- _What the task asks_
Please repeat the lines below, exactly and only, from the one that holds "For every instance of the woman's neck, imagine" through the one that holds "For every instance of the white bikini strap, imagine".

- _Source material_
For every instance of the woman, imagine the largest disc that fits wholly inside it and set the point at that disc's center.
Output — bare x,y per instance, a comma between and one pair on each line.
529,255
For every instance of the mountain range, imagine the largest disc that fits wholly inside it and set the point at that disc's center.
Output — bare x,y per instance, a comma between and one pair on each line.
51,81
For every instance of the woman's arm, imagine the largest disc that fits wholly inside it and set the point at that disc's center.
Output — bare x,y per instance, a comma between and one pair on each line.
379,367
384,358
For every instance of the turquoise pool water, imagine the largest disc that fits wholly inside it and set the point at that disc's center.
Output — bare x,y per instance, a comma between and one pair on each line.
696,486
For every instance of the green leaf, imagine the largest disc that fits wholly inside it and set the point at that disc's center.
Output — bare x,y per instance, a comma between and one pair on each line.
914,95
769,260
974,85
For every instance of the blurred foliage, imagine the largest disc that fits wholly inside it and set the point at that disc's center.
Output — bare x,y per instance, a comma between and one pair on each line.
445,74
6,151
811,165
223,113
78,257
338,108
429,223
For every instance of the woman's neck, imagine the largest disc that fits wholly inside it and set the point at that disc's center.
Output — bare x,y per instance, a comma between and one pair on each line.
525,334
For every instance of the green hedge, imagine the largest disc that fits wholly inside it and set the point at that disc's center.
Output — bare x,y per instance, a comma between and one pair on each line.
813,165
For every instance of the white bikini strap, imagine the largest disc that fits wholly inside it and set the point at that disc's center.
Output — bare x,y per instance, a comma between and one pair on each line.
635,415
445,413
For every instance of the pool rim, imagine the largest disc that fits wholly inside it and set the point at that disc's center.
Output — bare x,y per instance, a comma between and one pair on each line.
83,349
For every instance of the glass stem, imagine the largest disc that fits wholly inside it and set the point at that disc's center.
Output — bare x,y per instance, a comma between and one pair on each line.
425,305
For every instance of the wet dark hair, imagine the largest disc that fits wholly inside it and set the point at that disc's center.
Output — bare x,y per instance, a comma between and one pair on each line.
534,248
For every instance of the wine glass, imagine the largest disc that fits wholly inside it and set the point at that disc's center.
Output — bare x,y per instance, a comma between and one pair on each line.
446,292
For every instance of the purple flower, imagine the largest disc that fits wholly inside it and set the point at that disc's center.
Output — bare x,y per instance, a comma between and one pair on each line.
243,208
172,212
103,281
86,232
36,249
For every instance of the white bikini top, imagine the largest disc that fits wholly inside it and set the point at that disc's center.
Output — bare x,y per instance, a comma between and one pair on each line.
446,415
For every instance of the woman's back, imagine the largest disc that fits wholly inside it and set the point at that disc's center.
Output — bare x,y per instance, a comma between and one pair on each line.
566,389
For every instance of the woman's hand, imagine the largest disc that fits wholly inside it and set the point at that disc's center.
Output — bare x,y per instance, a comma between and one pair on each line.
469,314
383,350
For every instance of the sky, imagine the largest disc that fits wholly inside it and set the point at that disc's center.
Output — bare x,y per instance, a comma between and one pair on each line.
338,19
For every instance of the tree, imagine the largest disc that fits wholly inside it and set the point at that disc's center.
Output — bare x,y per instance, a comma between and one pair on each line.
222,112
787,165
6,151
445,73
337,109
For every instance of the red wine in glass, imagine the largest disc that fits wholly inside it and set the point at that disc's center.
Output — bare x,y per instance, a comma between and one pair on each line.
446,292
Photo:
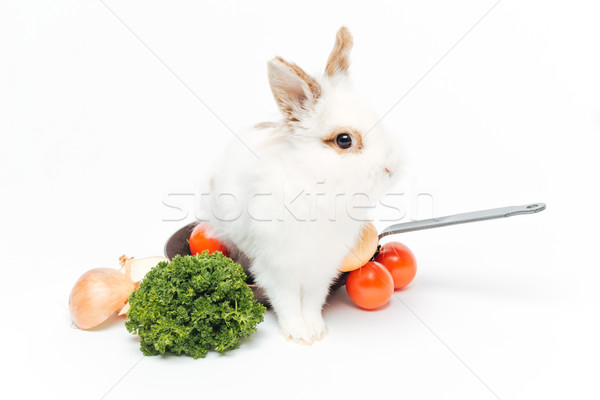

- _Result below_
For every instance of the woman's neck, imagine the largest disc that fits wholly inside it and set the point at that disc's center.
Output — bare x,y per instance, a comma between and one pair on each line.
525,334
For every instance of the green hedge, imagine the largest disc that fits wholly inside it and set the point at that disc's center.
Output — bare x,y per instance, a comma between and one pair on each line.
813,165
For every instance of the white bikini strap, imagine the largest disc that fits wholly inside it and set the point at that disc's center.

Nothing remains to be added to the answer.